## RECORDS FOR THIS EXERCISE:
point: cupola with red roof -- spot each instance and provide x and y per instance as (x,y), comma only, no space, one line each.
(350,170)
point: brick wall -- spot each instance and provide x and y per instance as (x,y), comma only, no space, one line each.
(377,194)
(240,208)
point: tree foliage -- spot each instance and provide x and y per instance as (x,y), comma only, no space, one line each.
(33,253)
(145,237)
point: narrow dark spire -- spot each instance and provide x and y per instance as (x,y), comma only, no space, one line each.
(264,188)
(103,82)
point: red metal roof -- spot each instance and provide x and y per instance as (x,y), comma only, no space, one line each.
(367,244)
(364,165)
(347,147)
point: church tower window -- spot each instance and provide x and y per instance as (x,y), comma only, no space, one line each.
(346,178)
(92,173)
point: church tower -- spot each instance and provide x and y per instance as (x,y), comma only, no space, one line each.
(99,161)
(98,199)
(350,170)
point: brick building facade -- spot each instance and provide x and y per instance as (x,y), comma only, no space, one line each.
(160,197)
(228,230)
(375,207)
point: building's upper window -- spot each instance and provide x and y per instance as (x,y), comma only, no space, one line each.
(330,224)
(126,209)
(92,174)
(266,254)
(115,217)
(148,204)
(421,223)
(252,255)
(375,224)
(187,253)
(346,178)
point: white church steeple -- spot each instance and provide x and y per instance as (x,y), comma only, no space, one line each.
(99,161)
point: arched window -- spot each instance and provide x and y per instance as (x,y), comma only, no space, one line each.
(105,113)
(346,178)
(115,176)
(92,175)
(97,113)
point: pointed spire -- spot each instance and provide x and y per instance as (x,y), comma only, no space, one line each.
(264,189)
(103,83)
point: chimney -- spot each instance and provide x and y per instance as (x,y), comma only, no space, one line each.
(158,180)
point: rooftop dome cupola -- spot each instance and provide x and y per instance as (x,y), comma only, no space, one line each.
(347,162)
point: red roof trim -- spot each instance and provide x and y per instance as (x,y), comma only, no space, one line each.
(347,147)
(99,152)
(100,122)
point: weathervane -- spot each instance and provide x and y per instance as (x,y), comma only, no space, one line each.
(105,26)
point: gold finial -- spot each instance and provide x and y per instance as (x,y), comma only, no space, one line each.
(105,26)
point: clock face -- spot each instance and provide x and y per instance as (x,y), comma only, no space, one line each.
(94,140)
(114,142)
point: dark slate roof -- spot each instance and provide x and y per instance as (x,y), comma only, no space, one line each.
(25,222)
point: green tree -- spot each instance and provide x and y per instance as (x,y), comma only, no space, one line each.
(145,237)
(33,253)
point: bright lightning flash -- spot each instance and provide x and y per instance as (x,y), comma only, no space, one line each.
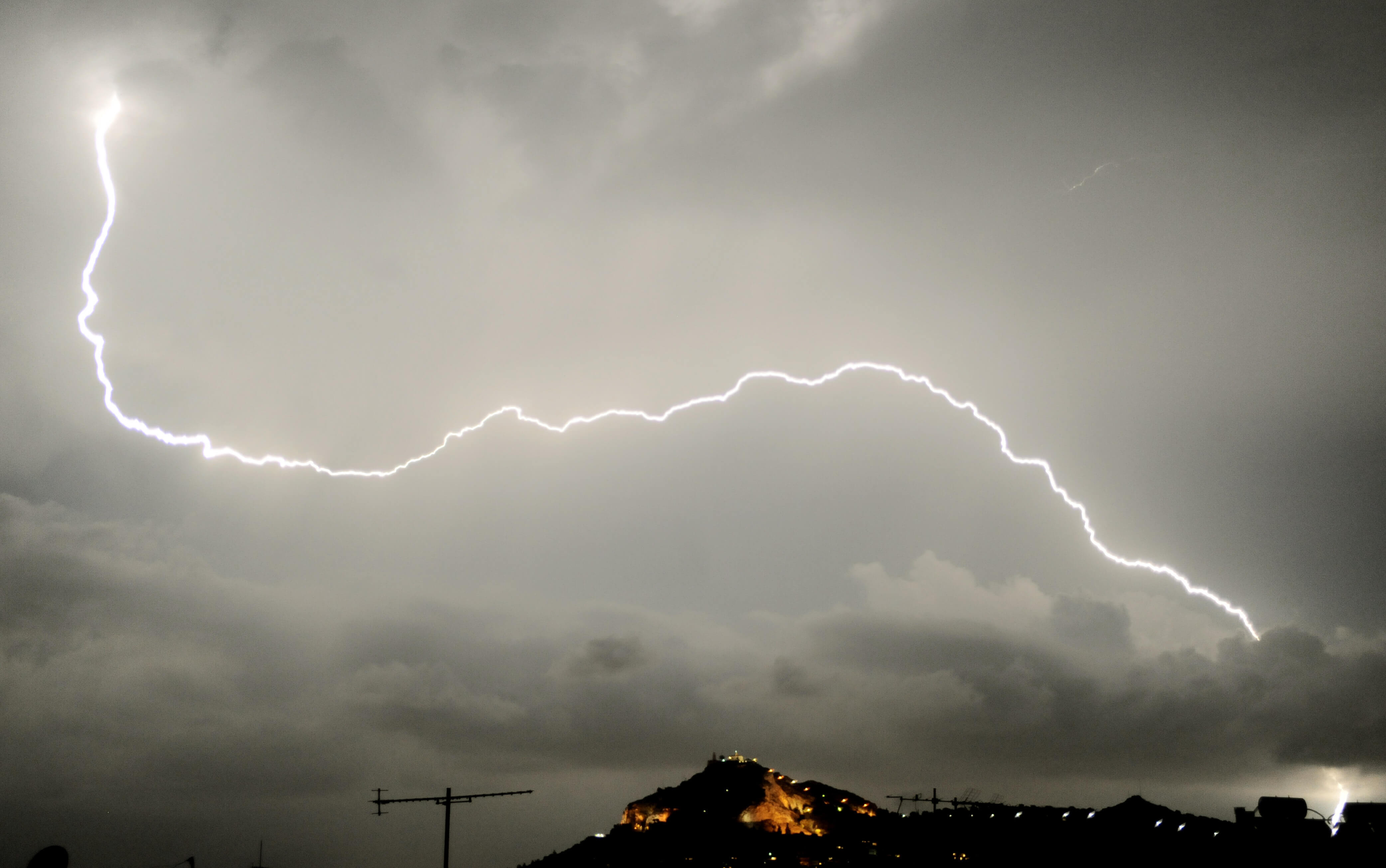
(103,124)
(1342,803)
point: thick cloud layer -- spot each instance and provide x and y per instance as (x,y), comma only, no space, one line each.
(131,666)
(1147,238)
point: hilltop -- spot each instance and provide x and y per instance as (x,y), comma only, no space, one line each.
(738,813)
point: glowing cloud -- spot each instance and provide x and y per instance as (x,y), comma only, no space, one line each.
(103,124)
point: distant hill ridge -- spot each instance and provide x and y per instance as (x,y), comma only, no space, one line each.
(742,791)
(736,813)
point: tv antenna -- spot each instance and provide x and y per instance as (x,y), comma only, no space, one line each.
(447,802)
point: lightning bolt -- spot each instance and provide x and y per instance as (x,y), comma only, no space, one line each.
(1342,803)
(1094,174)
(103,124)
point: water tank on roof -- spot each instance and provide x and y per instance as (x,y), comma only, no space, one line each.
(1281,809)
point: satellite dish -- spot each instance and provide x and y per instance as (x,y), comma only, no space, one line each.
(51,857)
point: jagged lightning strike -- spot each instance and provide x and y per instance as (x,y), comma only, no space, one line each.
(103,124)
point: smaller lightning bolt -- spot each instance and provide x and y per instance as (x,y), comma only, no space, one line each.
(103,124)
(1094,174)
(1337,820)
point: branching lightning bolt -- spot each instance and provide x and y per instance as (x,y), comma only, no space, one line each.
(103,124)
(1337,820)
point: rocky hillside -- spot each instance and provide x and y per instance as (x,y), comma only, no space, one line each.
(743,792)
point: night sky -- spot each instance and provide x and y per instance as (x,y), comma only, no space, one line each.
(1147,238)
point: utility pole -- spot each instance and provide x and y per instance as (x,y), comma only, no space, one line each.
(901,800)
(447,802)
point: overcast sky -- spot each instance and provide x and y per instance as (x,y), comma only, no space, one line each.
(1150,239)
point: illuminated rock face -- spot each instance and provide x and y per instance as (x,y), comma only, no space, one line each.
(742,792)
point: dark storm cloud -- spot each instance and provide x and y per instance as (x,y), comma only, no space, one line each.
(118,641)
(347,229)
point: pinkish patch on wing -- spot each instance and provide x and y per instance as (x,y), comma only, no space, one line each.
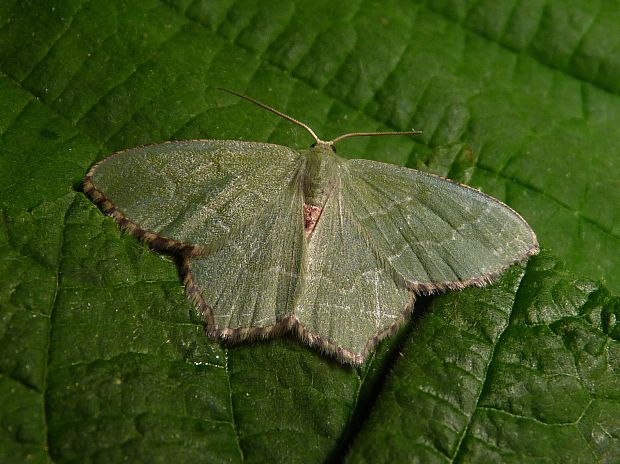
(311,216)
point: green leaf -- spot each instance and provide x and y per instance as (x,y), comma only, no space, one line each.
(102,357)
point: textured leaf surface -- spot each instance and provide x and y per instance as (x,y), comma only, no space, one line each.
(102,356)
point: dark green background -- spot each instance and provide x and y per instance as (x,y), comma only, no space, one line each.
(102,357)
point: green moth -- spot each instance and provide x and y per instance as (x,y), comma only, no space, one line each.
(276,240)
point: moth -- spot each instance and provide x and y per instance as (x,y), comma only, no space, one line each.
(276,240)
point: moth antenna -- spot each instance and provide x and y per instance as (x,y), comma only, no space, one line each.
(373,134)
(273,110)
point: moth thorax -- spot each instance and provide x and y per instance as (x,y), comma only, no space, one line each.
(320,175)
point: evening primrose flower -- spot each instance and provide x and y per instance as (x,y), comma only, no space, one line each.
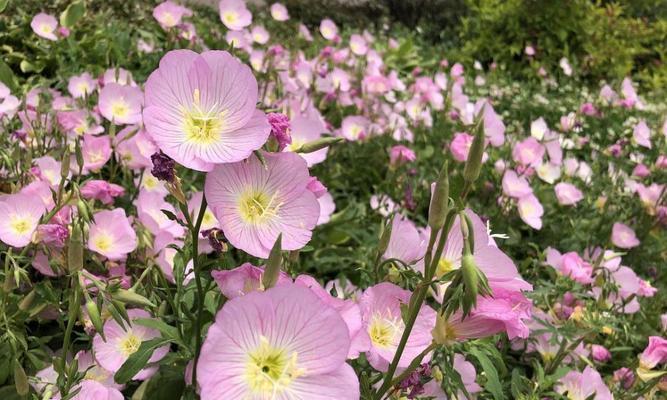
(234,14)
(19,216)
(121,104)
(381,316)
(122,342)
(111,235)
(255,204)
(200,109)
(45,25)
(281,343)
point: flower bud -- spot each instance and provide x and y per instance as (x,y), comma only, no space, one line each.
(95,317)
(319,144)
(474,162)
(439,207)
(75,250)
(272,269)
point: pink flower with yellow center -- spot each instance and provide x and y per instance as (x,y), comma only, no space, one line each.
(201,109)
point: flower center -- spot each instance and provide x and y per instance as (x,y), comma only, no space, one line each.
(256,207)
(384,329)
(20,224)
(103,241)
(119,109)
(202,126)
(129,344)
(270,370)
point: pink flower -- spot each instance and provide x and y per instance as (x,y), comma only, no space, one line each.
(96,152)
(121,104)
(460,146)
(600,353)
(654,354)
(400,154)
(528,152)
(255,204)
(355,128)
(234,14)
(530,211)
(200,109)
(515,186)
(381,315)
(623,236)
(121,342)
(19,216)
(279,12)
(571,265)
(583,385)
(243,280)
(568,194)
(284,342)
(81,85)
(642,134)
(111,235)
(328,29)
(45,25)
(169,14)
(101,190)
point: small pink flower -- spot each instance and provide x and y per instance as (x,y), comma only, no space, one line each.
(19,216)
(121,342)
(568,194)
(111,235)
(234,14)
(45,25)
(381,314)
(531,211)
(121,104)
(528,152)
(281,343)
(255,204)
(81,85)
(642,134)
(279,12)
(169,14)
(460,146)
(328,29)
(623,236)
(400,154)
(515,186)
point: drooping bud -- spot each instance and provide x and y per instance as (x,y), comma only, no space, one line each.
(474,162)
(319,144)
(75,250)
(273,264)
(439,207)
(95,317)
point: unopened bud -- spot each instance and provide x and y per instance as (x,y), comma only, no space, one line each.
(474,162)
(318,144)
(95,317)
(272,269)
(75,250)
(439,207)
(133,298)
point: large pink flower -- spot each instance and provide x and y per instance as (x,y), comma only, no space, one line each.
(200,109)
(254,204)
(283,343)
(19,215)
(381,315)
(111,235)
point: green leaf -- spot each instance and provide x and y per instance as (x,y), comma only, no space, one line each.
(72,14)
(138,360)
(492,381)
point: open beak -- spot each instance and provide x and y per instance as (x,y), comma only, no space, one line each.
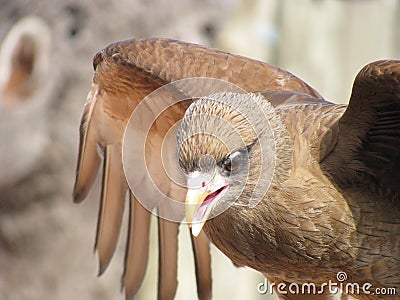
(199,204)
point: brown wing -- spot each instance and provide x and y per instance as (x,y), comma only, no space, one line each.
(367,148)
(125,72)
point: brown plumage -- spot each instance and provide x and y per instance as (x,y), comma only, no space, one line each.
(323,158)
(334,208)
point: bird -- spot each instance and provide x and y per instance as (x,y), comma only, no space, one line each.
(302,190)
(328,203)
(125,72)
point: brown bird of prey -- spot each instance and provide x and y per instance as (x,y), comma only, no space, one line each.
(323,176)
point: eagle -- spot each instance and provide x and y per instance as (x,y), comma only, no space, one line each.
(278,178)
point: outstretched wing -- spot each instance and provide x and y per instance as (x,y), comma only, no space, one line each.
(125,72)
(367,147)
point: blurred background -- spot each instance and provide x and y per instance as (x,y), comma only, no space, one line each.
(46,241)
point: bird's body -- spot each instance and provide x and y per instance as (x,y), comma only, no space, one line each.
(310,224)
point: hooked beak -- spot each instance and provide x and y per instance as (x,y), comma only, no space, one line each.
(200,202)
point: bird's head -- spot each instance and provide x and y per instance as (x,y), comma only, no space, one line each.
(231,148)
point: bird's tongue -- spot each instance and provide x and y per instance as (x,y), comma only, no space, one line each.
(204,210)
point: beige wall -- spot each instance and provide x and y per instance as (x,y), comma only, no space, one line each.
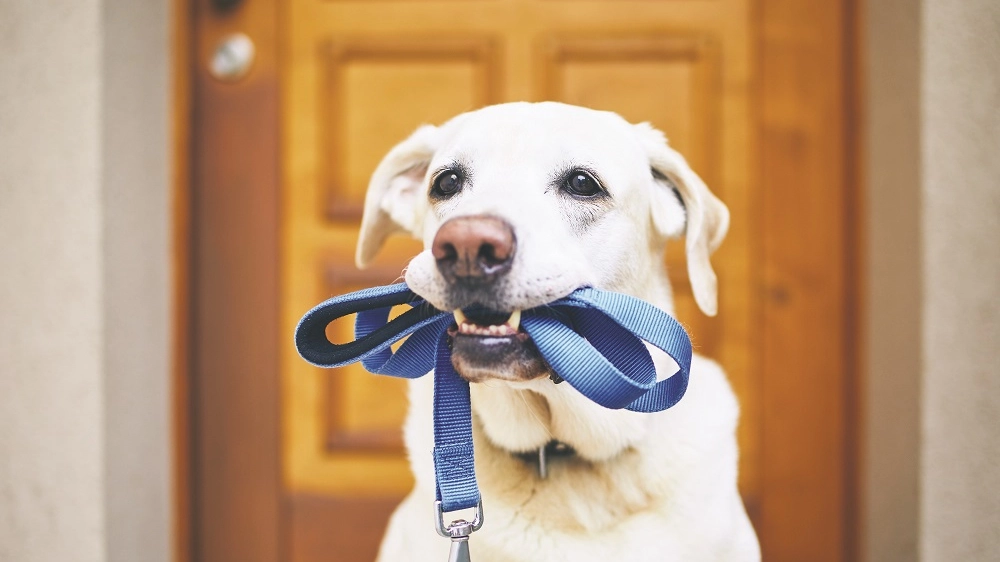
(960,457)
(933,397)
(84,452)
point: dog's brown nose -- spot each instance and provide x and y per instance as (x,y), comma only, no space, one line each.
(476,248)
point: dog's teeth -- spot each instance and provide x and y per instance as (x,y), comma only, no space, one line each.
(515,320)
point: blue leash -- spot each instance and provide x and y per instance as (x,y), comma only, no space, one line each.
(591,338)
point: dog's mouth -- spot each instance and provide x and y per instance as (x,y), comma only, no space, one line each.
(489,344)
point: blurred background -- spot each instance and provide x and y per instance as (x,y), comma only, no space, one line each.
(181,179)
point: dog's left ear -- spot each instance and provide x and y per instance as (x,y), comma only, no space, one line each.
(395,193)
(699,215)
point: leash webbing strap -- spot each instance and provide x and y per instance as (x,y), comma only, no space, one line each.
(592,339)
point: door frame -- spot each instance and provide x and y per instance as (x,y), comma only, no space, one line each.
(229,502)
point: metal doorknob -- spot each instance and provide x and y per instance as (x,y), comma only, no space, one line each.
(232,58)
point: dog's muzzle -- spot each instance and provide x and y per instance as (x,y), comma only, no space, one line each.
(473,254)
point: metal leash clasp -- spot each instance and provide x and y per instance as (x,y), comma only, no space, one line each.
(458,531)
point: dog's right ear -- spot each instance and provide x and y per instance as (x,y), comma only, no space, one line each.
(395,201)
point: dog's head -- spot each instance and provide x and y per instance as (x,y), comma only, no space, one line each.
(519,204)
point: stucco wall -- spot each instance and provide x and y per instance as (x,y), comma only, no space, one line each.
(51,317)
(932,395)
(84,447)
(960,458)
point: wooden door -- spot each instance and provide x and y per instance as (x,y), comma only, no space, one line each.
(302,464)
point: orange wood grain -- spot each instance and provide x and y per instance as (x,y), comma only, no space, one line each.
(805,239)
(180,388)
(237,502)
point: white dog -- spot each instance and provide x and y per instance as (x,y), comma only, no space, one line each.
(518,205)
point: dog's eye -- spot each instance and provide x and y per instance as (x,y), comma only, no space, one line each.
(447,183)
(582,184)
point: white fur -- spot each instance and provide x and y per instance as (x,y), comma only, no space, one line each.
(649,487)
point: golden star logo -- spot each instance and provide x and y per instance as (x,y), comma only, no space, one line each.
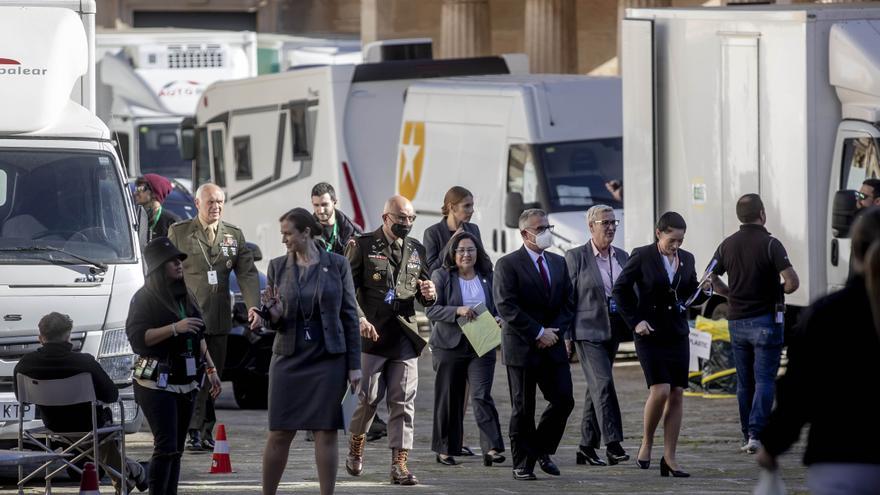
(412,156)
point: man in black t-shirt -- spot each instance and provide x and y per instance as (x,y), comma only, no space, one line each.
(754,261)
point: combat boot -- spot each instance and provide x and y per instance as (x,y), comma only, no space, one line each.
(354,463)
(400,474)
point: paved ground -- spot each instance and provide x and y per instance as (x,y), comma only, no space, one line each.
(709,449)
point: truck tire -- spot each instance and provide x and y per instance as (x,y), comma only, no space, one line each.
(251,393)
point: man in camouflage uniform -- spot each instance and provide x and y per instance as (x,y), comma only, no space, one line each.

## YOUR TASK:
The requested lines run from the one with "point: truck tire" through the last line of the records. Return them exactly.

## THE COMPLETED TASK:
point: truck tire -- spot each instance and provide x and y per instance as (x,y), comma only, no space, one line each.
(251,393)
point: man in camouflage uniform -- spot each instance and provide x and y per instance as (x,y), comma only, no space, one line each.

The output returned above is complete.